### [Problem to work on]
Can you copy, word for word, the entries between the line holding "of the snare" and the line holding "(679, 1148)", inclusive?

[Records from a collection]
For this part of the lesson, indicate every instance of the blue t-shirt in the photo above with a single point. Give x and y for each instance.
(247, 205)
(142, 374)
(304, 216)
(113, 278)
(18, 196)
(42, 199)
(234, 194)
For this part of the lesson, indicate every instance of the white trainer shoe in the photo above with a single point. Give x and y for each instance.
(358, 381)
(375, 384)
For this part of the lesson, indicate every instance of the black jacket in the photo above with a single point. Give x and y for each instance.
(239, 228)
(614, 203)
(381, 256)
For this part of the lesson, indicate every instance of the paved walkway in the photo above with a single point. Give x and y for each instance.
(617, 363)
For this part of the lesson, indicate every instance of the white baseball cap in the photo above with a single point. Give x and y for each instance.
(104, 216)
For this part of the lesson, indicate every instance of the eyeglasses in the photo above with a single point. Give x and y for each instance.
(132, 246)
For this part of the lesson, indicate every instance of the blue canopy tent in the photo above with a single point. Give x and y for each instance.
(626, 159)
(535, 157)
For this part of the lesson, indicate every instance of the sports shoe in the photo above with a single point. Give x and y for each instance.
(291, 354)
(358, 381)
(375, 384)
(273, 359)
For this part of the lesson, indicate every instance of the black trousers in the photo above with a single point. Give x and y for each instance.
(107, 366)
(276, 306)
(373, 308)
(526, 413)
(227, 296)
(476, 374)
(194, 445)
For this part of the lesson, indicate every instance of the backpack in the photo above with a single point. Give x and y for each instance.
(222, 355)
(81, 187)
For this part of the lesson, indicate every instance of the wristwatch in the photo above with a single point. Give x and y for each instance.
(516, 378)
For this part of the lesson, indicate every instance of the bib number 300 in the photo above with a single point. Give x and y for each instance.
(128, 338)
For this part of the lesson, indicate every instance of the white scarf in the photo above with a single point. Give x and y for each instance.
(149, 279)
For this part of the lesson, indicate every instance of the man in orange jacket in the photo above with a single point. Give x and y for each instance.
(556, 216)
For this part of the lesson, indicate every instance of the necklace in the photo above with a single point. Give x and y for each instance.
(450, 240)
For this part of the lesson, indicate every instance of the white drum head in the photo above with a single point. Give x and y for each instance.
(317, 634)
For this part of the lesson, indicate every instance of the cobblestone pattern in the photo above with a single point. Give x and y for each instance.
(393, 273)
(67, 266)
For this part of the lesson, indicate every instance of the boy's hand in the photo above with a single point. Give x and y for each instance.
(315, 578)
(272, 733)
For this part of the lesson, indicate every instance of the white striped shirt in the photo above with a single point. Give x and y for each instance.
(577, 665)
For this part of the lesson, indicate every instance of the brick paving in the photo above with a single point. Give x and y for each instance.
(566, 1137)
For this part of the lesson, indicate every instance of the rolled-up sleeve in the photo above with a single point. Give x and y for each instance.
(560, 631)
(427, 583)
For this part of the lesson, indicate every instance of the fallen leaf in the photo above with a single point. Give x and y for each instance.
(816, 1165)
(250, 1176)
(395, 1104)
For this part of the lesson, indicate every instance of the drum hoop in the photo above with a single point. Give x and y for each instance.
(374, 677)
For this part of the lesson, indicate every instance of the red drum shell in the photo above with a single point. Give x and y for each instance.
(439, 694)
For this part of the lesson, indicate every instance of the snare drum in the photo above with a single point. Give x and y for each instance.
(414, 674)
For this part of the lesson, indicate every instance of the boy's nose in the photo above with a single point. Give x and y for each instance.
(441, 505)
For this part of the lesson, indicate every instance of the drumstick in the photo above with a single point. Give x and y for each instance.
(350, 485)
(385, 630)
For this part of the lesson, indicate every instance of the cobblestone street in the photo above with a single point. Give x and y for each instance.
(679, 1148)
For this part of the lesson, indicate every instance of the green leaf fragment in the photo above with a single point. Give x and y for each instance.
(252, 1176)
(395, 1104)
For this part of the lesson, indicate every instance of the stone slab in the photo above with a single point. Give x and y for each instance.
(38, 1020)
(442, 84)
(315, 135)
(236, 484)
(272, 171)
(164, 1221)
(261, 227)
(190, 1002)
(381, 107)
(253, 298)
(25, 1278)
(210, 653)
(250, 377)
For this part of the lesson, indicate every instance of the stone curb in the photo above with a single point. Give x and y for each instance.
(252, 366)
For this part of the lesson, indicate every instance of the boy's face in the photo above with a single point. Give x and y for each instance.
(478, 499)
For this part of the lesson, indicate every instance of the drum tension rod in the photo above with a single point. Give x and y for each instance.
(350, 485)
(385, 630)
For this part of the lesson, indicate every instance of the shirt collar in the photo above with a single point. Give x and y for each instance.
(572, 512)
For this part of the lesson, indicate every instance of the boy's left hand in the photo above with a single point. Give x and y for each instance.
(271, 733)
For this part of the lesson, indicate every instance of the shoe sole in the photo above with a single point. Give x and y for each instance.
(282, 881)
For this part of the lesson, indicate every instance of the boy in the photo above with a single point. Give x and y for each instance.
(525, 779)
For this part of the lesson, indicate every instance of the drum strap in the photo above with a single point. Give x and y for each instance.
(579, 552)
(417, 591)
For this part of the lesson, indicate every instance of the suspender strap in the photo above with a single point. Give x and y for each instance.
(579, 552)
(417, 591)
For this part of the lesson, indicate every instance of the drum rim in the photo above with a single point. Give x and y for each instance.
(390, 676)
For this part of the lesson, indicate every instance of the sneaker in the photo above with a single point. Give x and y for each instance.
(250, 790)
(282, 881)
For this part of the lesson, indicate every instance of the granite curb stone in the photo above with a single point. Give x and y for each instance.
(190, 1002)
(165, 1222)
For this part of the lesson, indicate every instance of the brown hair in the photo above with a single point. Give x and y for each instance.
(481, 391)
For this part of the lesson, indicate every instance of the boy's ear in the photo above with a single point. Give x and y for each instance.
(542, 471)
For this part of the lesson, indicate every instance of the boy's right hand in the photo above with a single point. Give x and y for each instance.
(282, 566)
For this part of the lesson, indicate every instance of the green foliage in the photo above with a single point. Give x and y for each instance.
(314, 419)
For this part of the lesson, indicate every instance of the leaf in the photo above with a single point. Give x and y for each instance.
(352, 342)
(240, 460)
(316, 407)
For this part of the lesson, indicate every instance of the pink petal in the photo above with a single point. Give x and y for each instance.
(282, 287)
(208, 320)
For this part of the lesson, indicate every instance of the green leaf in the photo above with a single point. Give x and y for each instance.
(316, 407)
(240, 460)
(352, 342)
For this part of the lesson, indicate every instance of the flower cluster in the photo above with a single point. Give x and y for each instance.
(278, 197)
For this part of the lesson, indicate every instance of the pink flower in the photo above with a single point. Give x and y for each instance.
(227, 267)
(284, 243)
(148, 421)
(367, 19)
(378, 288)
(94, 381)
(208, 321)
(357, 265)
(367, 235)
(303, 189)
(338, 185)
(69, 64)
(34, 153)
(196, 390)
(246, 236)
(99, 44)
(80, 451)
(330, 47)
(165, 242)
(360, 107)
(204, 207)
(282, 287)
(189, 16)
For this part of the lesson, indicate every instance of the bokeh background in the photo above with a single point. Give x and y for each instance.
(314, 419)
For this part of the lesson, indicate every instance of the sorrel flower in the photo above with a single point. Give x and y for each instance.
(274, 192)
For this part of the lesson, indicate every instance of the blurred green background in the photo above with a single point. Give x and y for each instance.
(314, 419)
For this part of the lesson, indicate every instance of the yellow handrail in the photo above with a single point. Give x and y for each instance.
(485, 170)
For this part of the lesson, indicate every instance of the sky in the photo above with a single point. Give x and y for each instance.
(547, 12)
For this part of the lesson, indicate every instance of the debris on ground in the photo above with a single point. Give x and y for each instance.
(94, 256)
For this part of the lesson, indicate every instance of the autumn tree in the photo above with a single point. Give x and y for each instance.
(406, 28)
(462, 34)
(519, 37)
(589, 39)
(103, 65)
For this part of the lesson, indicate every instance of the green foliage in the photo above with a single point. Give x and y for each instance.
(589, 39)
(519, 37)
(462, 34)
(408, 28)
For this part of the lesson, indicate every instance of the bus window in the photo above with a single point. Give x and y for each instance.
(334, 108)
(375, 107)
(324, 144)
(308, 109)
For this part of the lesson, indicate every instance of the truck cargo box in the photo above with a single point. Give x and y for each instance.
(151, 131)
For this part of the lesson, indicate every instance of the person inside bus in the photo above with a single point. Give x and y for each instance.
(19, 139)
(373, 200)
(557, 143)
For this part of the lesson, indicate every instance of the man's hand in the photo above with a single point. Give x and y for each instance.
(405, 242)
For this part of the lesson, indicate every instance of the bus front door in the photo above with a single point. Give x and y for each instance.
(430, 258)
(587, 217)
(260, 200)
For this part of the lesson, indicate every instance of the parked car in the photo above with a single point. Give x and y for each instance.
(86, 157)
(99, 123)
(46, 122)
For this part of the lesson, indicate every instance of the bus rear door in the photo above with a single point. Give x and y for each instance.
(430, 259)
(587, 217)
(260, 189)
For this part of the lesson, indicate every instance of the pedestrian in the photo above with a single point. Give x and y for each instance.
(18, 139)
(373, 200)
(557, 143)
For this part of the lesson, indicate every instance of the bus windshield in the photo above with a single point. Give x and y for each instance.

### [Answer to the task]
For this part of the lesson, indicate every instance of the snare drum in the photo above with a single point. Give x and y for each instance.
(414, 674)
For this part of the lesson, indicate every instance of the boy's nose in the photo above with a single point. Give x and y for each instance.
(441, 505)
For this part of the lesson, indicate every instance of the drumstick in the photo above with a single point. Give x and y for each instance.
(350, 485)
(385, 630)
For this part of the lesson, indicate every instance of the cobblestone street in the photo above with a single point. Give x and y for each instance.
(679, 1148)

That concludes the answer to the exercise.